▶ _WHAT YOU ARE ASKED TO DO_
Transcribe each line below without altering anything.

BEGIN ENTRIES SHOWN

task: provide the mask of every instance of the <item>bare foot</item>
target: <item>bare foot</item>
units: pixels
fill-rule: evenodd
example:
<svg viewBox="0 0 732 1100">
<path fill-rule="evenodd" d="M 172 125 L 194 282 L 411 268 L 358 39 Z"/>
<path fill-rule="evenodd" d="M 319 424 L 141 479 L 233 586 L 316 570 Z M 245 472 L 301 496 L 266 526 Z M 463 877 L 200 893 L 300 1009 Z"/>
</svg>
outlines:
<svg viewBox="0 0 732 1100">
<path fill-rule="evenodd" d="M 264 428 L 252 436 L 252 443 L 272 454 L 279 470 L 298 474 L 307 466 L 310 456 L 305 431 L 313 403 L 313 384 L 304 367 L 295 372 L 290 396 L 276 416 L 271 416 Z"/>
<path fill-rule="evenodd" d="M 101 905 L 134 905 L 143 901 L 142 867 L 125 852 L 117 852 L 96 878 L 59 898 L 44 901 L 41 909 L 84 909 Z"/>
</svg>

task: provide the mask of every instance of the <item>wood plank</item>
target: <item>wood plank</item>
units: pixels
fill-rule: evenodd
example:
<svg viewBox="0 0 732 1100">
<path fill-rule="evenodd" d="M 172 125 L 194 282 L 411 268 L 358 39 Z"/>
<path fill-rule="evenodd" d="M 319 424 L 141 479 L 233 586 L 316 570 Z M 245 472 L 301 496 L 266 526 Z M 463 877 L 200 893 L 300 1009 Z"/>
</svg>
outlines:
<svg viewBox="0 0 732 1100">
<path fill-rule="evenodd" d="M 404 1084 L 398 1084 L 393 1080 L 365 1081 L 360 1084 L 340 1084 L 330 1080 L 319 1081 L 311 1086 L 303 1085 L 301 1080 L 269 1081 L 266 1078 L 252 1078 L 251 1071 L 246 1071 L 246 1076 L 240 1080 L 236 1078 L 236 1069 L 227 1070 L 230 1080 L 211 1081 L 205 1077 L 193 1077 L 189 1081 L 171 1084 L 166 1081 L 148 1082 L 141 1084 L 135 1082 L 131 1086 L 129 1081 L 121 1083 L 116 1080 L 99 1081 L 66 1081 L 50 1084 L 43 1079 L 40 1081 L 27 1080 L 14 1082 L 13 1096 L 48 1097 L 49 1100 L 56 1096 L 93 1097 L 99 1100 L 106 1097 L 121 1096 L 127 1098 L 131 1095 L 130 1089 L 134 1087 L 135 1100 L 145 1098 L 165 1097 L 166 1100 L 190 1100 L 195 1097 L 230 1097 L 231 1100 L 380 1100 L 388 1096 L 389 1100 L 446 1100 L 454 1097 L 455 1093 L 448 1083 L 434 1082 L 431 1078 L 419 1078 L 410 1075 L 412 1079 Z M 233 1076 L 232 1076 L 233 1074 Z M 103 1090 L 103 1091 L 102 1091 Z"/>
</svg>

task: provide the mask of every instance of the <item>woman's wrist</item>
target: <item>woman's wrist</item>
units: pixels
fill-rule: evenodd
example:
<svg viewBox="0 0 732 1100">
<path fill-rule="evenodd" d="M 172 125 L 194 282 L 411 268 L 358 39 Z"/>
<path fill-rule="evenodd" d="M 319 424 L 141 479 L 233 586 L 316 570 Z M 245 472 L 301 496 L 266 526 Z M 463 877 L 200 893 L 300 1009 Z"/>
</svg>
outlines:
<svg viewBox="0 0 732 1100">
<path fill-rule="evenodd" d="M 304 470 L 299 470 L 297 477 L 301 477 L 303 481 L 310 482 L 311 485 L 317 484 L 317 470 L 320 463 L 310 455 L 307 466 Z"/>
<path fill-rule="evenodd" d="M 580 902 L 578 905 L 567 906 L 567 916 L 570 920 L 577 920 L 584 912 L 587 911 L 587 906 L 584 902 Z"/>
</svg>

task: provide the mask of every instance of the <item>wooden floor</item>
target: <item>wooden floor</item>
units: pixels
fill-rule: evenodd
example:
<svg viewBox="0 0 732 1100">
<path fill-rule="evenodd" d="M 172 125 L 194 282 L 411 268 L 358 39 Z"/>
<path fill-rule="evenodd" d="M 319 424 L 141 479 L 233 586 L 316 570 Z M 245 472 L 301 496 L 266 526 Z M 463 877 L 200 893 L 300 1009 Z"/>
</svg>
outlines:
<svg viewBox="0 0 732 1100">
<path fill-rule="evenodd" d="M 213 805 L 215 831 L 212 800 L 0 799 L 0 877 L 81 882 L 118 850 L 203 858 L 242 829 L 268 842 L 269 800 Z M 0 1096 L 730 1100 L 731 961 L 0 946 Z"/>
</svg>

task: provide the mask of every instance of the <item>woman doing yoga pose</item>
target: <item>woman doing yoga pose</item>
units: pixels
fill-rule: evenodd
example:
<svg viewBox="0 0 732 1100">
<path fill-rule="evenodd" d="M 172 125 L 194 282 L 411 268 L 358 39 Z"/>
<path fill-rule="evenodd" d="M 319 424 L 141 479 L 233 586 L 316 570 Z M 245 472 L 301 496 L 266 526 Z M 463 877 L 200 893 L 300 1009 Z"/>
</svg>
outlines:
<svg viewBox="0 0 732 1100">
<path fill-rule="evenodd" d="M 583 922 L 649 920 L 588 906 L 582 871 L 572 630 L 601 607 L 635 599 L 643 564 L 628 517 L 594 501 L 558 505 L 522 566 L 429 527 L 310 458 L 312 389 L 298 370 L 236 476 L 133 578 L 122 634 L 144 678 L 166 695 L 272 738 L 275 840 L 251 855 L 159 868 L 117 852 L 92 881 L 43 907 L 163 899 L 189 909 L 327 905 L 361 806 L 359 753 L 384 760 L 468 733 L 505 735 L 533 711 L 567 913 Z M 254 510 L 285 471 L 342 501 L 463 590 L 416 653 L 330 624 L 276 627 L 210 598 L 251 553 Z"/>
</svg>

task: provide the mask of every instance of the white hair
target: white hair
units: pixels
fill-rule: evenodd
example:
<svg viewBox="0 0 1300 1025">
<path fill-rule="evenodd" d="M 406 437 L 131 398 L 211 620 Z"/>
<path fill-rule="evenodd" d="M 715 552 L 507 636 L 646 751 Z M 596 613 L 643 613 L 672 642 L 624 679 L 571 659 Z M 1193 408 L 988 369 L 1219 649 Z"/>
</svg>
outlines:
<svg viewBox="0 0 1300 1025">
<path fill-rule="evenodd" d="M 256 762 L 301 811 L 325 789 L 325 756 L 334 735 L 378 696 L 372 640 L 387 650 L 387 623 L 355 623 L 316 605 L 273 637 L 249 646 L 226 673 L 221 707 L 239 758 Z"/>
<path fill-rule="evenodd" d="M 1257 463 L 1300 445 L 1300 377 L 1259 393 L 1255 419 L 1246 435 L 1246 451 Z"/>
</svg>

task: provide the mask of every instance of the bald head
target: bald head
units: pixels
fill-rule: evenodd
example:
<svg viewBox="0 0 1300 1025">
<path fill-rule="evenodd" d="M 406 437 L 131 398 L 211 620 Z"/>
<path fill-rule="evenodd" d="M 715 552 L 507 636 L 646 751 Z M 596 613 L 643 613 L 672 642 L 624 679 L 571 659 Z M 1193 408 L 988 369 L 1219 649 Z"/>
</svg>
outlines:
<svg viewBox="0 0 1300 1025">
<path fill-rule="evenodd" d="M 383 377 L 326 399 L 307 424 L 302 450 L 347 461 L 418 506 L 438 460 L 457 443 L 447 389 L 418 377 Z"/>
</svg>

END ENTRIES SHOWN

▶ _EXERCISE RESPONSE_
task: provide the mask of every instance of the <item>bare foot</item>
target: <item>bare foot</item>
units: pixels
fill-rule: evenodd
example:
<svg viewBox="0 0 732 1100">
<path fill-rule="evenodd" d="M 172 125 L 194 282 L 411 268 L 358 39 Z"/>
<path fill-rule="evenodd" d="M 319 424 L 141 479 L 233 586 L 316 570 Z M 245 472 L 301 496 L 266 526 Z M 463 877 L 200 893 L 300 1009 Z"/>
</svg>
outlines:
<svg viewBox="0 0 732 1100">
<path fill-rule="evenodd" d="M 264 428 L 252 436 L 252 443 L 272 454 L 279 470 L 298 474 L 307 466 L 310 456 L 305 431 L 313 403 L 313 384 L 304 367 L 295 372 L 290 396 L 276 416 L 271 416 Z"/>
<path fill-rule="evenodd" d="M 101 905 L 134 905 L 143 901 L 142 867 L 125 852 L 117 852 L 96 878 L 59 898 L 44 901 L 41 909 L 84 909 Z"/>
</svg>

task: provide the mask of every instance of the <item>wood plank</item>
target: <item>wood plank</item>
units: pixels
fill-rule: evenodd
example:
<svg viewBox="0 0 732 1100">
<path fill-rule="evenodd" d="M 172 125 L 194 282 L 411 268 L 358 39 Z"/>
<path fill-rule="evenodd" d="M 319 424 L 141 479 L 233 586 L 316 570 Z M 245 472 L 301 496 L 266 526 Z M 463 877 L 200 893 L 300 1009 Z"/>
</svg>
outlines:
<svg viewBox="0 0 732 1100">
<path fill-rule="evenodd" d="M 404 1084 L 398 1084 L 393 1080 L 365 1081 L 360 1084 L 340 1084 L 330 1080 L 319 1081 L 311 1086 L 303 1085 L 301 1080 L 269 1081 L 266 1078 L 252 1078 L 251 1071 L 246 1071 L 246 1076 L 240 1080 L 236 1078 L 236 1069 L 227 1070 L 230 1080 L 211 1081 L 205 1077 L 193 1077 L 189 1081 L 171 1084 L 166 1081 L 148 1082 L 141 1084 L 135 1082 L 131 1086 L 129 1081 L 121 1083 L 116 1080 L 99 1081 L 66 1081 L 50 1084 L 43 1079 L 40 1081 L 27 1080 L 14 1082 L 13 1096 L 48 1097 L 49 1100 L 56 1096 L 93 1097 L 99 1100 L 106 1097 L 121 1096 L 127 1098 L 131 1095 L 130 1089 L 134 1087 L 135 1100 L 145 1098 L 165 1097 L 166 1100 L 190 1100 L 195 1097 L 230 1097 L 231 1100 L 380 1100 L 388 1096 L 389 1100 L 446 1100 L 454 1097 L 455 1093 L 448 1083 L 434 1082 L 431 1078 L 419 1078 L 410 1075 L 412 1079 Z M 233 1076 L 232 1076 L 233 1074 Z M 103 1090 L 103 1091 L 102 1091 Z"/>
</svg>

task: provide the mask of every instance of the <item>woman's wrist</item>
target: <item>woman's wrist</item>
units: pixels
fill-rule: evenodd
example:
<svg viewBox="0 0 732 1100">
<path fill-rule="evenodd" d="M 172 125 L 194 282 L 411 268 L 358 39 Z"/>
<path fill-rule="evenodd" d="M 319 424 L 141 479 L 233 586 L 316 570 Z M 245 472 L 301 496 L 266 526 Z M 463 877 L 200 893 L 300 1009 Z"/>
</svg>
outlines:
<svg viewBox="0 0 732 1100">
<path fill-rule="evenodd" d="M 304 470 L 299 470 L 297 477 L 301 477 L 303 481 L 310 482 L 311 485 L 317 484 L 317 470 L 320 463 L 310 455 L 307 466 Z"/>
<path fill-rule="evenodd" d="M 580 902 L 578 905 L 567 906 L 567 916 L 570 920 L 577 920 L 584 912 L 587 911 L 587 906 L 584 902 Z"/>
</svg>

task: provide the mask of every instance of the <item>wooden floor</item>
target: <item>wooden floor</item>
units: pixels
fill-rule: evenodd
example:
<svg viewBox="0 0 732 1100">
<path fill-rule="evenodd" d="M 172 125 L 194 282 L 411 268 L 358 39 Z"/>
<path fill-rule="evenodd" d="M 319 424 L 141 479 L 233 586 L 316 570 Z M 245 472 L 301 496 L 266 526 Z M 463 877 L 200 893 L 300 1009 Z"/>
</svg>
outlines:
<svg viewBox="0 0 732 1100">
<path fill-rule="evenodd" d="M 213 805 L 215 831 L 212 800 L 0 799 L 0 877 L 81 882 L 118 850 L 203 858 L 242 829 L 268 842 L 269 800 Z M 0 1096 L 730 1100 L 731 961 L 0 946 Z"/>
</svg>

task: provide the mask of every instance of the <item>woman doing yoga pose</item>
target: <item>woman doing yoga pose</item>
units: pixels
fill-rule: evenodd
example:
<svg viewBox="0 0 732 1100">
<path fill-rule="evenodd" d="M 172 125 L 194 282 L 411 268 L 358 39 Z"/>
<path fill-rule="evenodd" d="M 319 424 L 141 479 L 233 586 L 316 570 Z M 245 472 L 301 496 L 266 526 Z M 463 877 L 200 893 L 300 1009 Z"/>
</svg>
outlines:
<svg viewBox="0 0 732 1100">
<path fill-rule="evenodd" d="M 583 922 L 649 920 L 588 906 L 582 871 L 572 630 L 601 607 L 635 599 L 643 564 L 628 517 L 594 501 L 558 505 L 522 566 L 429 527 L 310 458 L 312 389 L 298 370 L 236 476 L 133 578 L 122 634 L 144 678 L 166 695 L 272 738 L 275 840 L 251 855 L 159 868 L 117 852 L 92 881 L 43 907 L 163 899 L 189 909 L 327 905 L 361 806 L 359 753 L 384 760 L 468 733 L 505 735 L 533 711 L 567 913 Z M 254 510 L 285 471 L 342 501 L 463 590 L 416 653 L 330 624 L 276 627 L 210 598 L 251 553 Z"/>
</svg>

task: provide the mask of every instance of the white hair
target: white hair
units: pixels
fill-rule: evenodd
example:
<svg viewBox="0 0 1300 1025">
<path fill-rule="evenodd" d="M 406 437 L 131 398 L 211 620 Z"/>
<path fill-rule="evenodd" d="M 715 552 L 507 636 L 646 751 Z M 596 613 L 643 613 L 672 642 L 624 679 L 571 659 Z M 1193 408 L 988 369 L 1219 649 Z"/>
</svg>
outlines:
<svg viewBox="0 0 1300 1025">
<path fill-rule="evenodd" d="M 256 762 L 301 811 L 325 789 L 325 756 L 334 735 L 378 696 L 372 640 L 387 650 L 387 623 L 355 623 L 316 605 L 273 637 L 249 646 L 226 673 L 221 707 L 239 758 Z"/>
<path fill-rule="evenodd" d="M 1257 463 L 1300 445 L 1300 377 L 1259 393 L 1255 419 L 1246 435 L 1246 451 Z"/>
</svg>

task: provide the mask of every instance of the bald head
target: bald head
units: pixels
fill-rule: evenodd
example:
<svg viewBox="0 0 1300 1025">
<path fill-rule="evenodd" d="M 406 437 L 131 398 L 211 620 Z"/>
<path fill-rule="evenodd" d="M 715 552 L 507 636 L 646 751 Z M 596 613 L 643 613 L 672 642 L 624 679 L 571 659 Z M 1193 408 L 988 369 L 1219 649 Z"/>
</svg>
outlines:
<svg viewBox="0 0 1300 1025">
<path fill-rule="evenodd" d="M 383 377 L 326 399 L 307 424 L 302 450 L 347 461 L 418 506 L 438 460 L 457 443 L 447 389 L 418 377 Z"/>
</svg>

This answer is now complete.